● Available records
━━━━━━━━
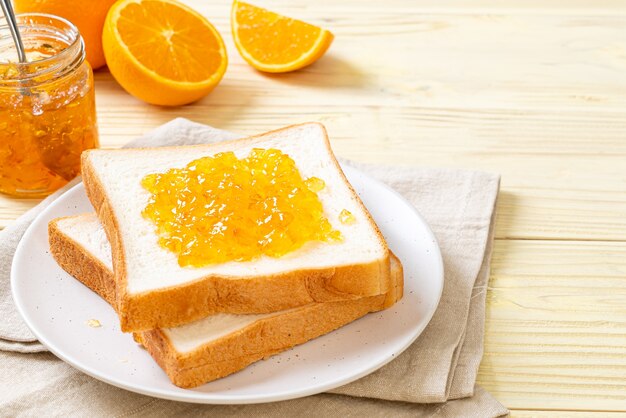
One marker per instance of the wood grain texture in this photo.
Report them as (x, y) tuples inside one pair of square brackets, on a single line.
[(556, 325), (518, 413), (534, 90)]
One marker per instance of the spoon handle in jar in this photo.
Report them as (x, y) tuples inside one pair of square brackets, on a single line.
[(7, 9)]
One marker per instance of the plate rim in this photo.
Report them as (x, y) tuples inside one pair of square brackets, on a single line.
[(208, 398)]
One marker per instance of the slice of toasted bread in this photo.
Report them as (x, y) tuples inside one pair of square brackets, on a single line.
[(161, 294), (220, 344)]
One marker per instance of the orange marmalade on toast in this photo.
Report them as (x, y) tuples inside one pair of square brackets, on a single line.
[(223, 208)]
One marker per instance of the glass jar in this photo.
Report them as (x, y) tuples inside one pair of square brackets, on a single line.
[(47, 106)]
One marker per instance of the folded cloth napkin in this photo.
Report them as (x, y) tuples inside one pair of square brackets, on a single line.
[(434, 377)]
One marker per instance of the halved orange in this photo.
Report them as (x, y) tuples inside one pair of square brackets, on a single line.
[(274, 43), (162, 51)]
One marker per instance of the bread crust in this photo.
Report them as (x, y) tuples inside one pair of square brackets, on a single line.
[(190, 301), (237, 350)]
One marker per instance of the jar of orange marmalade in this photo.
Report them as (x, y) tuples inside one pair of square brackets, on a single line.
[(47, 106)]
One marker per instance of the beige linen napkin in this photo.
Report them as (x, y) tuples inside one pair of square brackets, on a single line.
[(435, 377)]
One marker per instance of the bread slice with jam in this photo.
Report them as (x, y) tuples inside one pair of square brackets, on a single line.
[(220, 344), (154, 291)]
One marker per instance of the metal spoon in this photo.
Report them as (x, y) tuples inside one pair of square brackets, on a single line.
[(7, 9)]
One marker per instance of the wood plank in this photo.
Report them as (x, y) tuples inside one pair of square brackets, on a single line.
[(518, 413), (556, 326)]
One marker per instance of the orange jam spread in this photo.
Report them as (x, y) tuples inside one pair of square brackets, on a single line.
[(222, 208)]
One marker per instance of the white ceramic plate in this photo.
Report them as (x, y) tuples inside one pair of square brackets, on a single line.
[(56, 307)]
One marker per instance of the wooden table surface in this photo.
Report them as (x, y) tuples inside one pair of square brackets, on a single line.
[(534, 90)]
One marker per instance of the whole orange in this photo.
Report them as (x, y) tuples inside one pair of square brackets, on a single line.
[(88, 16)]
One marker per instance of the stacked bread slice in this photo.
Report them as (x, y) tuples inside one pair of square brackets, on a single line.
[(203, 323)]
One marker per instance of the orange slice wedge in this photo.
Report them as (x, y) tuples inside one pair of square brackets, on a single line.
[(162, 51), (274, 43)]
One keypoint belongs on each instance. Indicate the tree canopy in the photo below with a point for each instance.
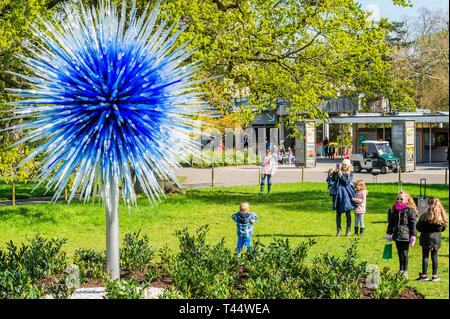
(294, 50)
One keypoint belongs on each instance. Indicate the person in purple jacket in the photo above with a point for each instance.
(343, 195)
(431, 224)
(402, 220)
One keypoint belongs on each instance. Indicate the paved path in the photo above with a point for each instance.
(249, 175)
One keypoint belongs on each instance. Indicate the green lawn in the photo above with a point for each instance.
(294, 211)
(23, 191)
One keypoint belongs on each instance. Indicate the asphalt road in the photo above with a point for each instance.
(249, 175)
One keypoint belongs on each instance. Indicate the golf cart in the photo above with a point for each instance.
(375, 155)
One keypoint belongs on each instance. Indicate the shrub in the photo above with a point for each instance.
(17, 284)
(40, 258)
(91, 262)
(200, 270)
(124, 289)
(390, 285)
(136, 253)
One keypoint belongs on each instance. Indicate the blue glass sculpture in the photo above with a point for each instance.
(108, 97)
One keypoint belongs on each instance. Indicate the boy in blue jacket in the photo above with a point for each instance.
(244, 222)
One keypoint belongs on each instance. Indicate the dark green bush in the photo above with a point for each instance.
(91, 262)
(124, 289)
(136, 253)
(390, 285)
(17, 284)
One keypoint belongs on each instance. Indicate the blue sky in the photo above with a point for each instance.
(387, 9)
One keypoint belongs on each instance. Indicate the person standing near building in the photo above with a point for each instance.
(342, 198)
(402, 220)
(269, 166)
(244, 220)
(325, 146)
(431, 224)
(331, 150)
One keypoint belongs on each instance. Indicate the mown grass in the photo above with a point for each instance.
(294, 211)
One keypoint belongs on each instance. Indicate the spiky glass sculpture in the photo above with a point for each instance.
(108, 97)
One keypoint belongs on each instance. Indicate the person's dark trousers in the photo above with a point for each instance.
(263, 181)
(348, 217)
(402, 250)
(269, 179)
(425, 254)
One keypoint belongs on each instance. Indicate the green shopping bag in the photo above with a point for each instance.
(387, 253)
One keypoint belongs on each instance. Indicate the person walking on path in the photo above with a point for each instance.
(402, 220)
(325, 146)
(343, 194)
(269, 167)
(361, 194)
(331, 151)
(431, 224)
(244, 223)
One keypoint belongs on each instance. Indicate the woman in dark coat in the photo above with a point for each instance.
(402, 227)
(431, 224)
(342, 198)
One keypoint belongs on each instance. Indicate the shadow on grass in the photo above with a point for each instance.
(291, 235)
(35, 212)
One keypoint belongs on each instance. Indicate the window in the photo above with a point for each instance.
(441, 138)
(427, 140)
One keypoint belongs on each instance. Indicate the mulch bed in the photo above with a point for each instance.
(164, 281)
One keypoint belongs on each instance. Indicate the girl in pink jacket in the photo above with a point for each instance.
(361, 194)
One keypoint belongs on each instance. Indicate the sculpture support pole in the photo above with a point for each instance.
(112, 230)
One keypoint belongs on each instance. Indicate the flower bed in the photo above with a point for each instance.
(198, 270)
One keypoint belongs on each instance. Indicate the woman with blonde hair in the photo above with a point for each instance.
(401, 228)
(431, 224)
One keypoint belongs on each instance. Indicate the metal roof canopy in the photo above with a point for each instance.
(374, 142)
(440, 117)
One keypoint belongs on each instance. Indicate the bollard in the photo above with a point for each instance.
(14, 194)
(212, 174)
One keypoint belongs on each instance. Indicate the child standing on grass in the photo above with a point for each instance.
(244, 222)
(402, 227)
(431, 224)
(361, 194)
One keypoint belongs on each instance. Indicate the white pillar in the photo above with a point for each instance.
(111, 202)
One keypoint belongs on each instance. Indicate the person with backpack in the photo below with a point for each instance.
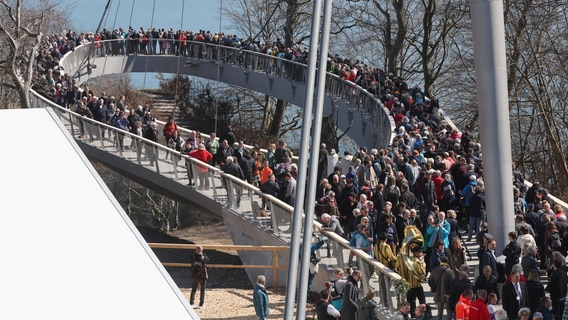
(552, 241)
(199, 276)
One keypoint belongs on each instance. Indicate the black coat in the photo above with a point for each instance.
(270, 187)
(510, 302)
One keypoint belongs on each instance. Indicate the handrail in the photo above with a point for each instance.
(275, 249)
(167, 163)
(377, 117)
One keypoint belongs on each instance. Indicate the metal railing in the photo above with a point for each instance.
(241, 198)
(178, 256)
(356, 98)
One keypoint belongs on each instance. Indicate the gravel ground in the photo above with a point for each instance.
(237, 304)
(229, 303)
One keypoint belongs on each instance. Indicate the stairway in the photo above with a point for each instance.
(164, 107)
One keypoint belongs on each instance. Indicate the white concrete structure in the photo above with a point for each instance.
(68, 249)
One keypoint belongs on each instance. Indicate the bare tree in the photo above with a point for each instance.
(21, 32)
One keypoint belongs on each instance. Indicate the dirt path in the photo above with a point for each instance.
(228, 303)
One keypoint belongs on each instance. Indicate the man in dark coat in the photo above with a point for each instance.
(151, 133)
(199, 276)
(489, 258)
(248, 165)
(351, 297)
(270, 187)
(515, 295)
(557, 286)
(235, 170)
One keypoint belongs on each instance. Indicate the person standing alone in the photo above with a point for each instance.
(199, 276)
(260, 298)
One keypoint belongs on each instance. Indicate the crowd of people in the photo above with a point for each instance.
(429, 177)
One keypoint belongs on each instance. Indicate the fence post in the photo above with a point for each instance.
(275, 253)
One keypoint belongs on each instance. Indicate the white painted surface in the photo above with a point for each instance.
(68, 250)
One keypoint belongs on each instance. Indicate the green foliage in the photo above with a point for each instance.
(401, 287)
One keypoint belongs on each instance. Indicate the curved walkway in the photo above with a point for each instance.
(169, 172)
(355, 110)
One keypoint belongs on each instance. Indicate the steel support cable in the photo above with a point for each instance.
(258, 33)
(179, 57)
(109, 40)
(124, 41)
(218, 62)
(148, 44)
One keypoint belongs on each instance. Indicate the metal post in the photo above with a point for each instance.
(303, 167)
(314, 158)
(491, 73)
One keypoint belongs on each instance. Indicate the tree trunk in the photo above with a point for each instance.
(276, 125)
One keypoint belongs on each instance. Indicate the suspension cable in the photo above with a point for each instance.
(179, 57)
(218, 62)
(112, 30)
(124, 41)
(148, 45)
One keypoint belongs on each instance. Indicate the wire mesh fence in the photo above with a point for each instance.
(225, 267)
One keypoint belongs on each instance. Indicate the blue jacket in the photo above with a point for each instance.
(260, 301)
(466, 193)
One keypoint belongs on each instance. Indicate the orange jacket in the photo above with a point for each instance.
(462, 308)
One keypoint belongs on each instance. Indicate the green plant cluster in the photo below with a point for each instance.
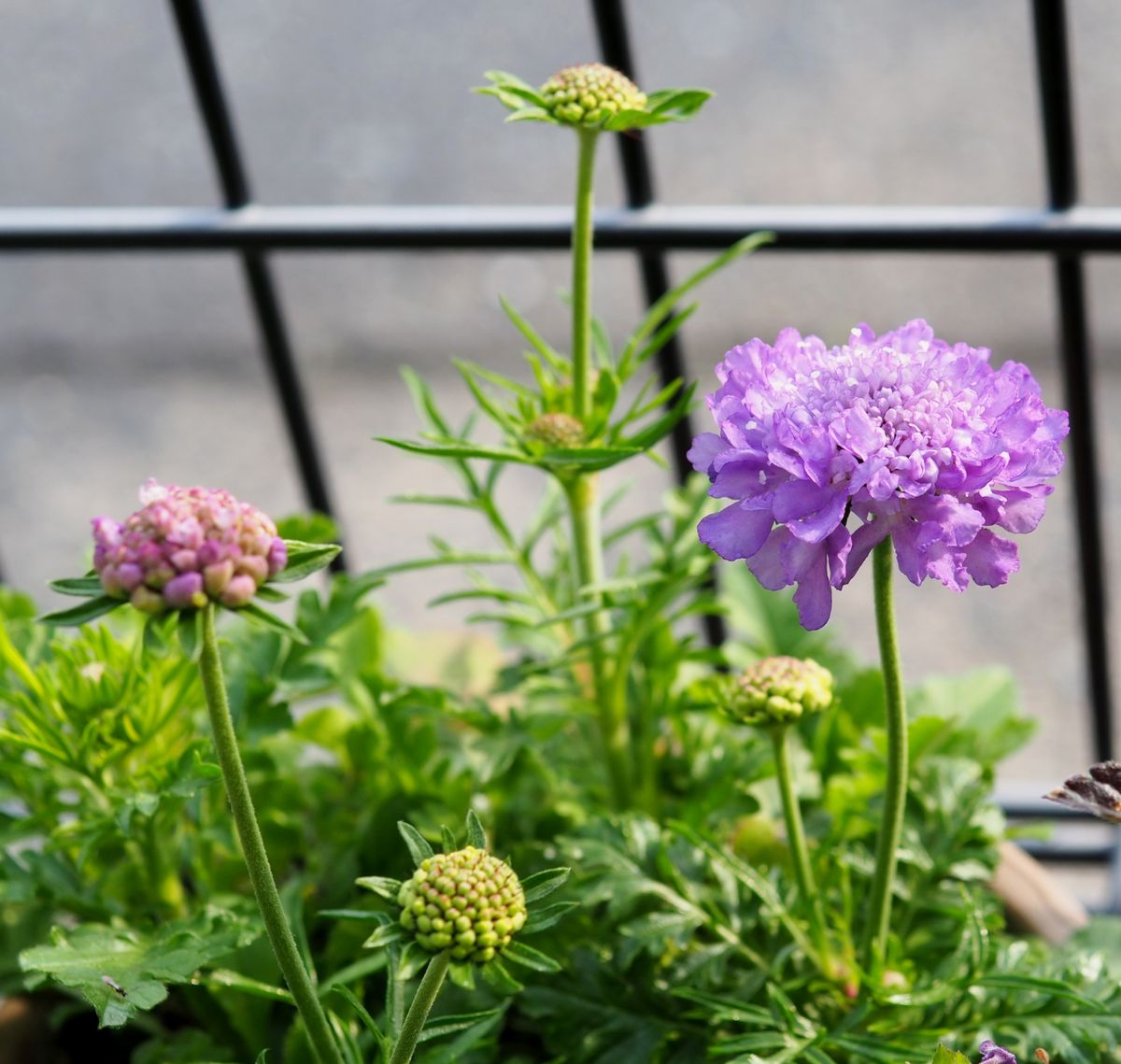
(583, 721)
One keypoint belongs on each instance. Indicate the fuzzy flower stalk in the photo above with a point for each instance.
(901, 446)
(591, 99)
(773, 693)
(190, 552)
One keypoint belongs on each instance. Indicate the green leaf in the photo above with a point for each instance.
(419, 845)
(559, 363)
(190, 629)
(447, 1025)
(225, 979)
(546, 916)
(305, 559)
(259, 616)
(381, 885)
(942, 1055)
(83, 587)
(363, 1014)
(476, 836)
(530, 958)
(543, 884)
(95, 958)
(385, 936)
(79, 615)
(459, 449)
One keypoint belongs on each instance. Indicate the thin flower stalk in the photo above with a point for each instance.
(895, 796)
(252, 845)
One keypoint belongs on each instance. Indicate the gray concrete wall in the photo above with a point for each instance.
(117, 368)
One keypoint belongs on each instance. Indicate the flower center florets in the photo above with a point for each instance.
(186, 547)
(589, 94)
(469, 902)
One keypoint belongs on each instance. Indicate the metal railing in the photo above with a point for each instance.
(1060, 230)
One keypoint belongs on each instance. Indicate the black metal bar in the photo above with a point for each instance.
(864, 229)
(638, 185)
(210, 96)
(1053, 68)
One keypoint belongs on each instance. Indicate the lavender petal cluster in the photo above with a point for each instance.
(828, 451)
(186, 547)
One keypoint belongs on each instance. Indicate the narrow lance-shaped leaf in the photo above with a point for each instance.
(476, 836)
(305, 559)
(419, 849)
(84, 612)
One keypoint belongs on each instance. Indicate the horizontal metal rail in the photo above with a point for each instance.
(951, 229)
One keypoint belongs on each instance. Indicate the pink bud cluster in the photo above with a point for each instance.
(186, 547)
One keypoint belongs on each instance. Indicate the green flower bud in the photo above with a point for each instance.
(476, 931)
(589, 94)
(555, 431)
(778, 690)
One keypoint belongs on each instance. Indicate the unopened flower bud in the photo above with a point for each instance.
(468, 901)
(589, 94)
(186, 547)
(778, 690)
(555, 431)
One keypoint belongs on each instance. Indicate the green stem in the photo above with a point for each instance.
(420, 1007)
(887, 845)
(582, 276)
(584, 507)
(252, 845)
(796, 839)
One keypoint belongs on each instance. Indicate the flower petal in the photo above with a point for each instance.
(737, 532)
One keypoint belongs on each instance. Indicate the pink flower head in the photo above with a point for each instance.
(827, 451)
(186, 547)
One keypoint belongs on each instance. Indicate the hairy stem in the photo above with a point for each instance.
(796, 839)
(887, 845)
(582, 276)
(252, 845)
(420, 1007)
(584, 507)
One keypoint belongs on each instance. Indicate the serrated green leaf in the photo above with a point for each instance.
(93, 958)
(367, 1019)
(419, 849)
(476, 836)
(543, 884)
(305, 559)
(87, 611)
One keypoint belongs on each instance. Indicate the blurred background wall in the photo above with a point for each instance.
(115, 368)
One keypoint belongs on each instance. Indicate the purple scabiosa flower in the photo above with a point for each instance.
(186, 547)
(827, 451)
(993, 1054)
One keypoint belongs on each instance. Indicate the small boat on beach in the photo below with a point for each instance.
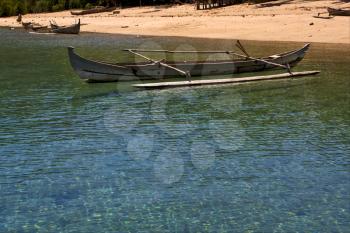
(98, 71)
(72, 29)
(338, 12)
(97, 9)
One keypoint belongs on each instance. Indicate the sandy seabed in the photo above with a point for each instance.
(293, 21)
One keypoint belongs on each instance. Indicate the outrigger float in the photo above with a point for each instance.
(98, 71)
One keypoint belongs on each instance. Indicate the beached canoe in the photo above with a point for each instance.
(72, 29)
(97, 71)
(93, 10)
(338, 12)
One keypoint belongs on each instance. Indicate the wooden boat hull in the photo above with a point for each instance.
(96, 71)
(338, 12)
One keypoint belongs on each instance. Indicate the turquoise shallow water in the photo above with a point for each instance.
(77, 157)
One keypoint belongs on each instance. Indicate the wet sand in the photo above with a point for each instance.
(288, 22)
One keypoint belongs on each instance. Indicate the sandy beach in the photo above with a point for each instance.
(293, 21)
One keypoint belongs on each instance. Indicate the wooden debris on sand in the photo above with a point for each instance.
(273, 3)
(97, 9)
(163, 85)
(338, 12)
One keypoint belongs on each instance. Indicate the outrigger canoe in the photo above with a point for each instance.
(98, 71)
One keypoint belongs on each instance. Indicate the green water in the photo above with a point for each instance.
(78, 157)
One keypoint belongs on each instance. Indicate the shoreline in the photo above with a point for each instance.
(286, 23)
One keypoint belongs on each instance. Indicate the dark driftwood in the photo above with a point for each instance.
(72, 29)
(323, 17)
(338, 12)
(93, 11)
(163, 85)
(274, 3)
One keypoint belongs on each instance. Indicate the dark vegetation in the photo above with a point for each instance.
━━━━━━━━
● Exercise brief
What lines in the data above contain the word "bread"? Copy them all.

● Task response
One marker per instance of the slice of toasted bread in this photo.
One marker per instance of the bread crust in this photo.
One marker per instance of the bread slice with jam in this photo.
One marker per instance of the stacked bread slice in this photo.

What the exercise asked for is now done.